(Rows from a dataset)
+++

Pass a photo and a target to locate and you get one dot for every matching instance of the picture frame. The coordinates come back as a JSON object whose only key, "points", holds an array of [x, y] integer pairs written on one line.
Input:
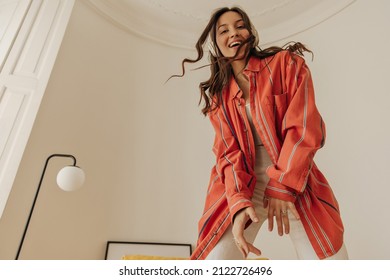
{"points": [[116, 250]]}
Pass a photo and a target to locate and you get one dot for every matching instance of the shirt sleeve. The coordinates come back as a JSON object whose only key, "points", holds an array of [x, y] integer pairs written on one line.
{"points": [[303, 133], [230, 164]]}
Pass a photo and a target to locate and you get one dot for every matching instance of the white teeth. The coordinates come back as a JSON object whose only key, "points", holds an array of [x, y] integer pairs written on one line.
{"points": [[234, 44]]}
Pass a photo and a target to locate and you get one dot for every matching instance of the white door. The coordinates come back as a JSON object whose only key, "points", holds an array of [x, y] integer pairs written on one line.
{"points": [[31, 32]]}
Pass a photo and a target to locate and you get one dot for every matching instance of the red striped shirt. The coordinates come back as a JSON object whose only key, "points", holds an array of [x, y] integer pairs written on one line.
{"points": [[292, 130]]}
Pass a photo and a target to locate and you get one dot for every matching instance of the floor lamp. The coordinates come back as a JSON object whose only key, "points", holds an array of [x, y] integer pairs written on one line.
{"points": [[69, 178]]}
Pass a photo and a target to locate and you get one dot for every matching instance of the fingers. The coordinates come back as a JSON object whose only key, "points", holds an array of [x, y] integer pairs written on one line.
{"points": [[239, 223], [252, 214], [279, 209], [246, 248]]}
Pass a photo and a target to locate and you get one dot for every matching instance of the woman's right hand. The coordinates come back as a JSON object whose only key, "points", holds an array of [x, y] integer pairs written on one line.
{"points": [[240, 220]]}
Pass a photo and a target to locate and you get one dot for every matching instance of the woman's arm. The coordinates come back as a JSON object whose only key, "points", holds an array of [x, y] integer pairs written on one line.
{"points": [[303, 132]]}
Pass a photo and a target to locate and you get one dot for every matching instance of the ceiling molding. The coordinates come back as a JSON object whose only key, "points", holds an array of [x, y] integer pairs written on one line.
{"points": [[178, 24]]}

+++

▸ DIRECTIVE
Could you copy every one of these rows word for word, leaving out the picture?

▸ ANSWER TO THE EXERCISE
Pass a photo and a target to locate and you get one dot for every matching instance of the picture frame. The coordinates come back as a JSON object whose only key, "points", holds an array of [x, y] integer pairs written on one line.
Input:
{"points": [[116, 250]]}
Pass a photo and a target to locate and you get one dot for every matching instance of the shirt sleeve. The coordinates come back as a JSON object whose only key, "points", holds an array of [x, y] integer pairs written on one line.
{"points": [[303, 133], [230, 164]]}
Pass a photo and a target to locate and you get one dot for every matching instance of the white teeth. The coordinates come back as a JSON object whose only key, "points", holds an array of [x, y] integer pairs written on one line.
{"points": [[234, 44]]}
Pass a photo and a target to locate and you get one dot for every matching instance of the white door. The coordinates come back as a JSON object whose only key, "points", holds an array of [x, y] integer pairs written on one line.
{"points": [[31, 32]]}
Pass a photo and a target to locate and you get one dot for every matching instance of the red striped shirt. The coordinates come back as a JSON object whose only key, "points", holds an array of [x, y] integer pairs written on one line.
{"points": [[292, 130]]}
Pass a photo and a target to locate and you get one dot for every matching instance of the floor lamp. The coordinates come back as a JSON object whose only key, "points", holds an array of [x, y] integer pairs written on one line.
{"points": [[69, 178]]}
Pass a photo and a target to locate and you get one dot for every matching instance of the fingers. The coordinates come back as a JSON object whose only key, "points", holds an array of [x, y] integer pairs written on one line.
{"points": [[239, 223], [252, 214], [279, 209], [246, 248]]}
Pass a photo and a target to locate and you get one dot for every matching instance of the woman's right hand. The coordinates come back as a JSON object whose only key, "points", holds an array of [x, y] integer pairs written on one line.
{"points": [[240, 220]]}
Pass a photo and a target to locate and you get one dot for every matching instance of the woman's arm. The coordinates come back as a JSON object whose only key, "points", holds an array of [x, y] integer pairs written on one line.
{"points": [[303, 132]]}
Pass a photo and a target to locate and you get one dot for every matching instance of the ceiling molding. The coordinates come back as a JSON object whose only key, "points", holds an array of [x, y] integer pairs written on one line.
{"points": [[178, 24]]}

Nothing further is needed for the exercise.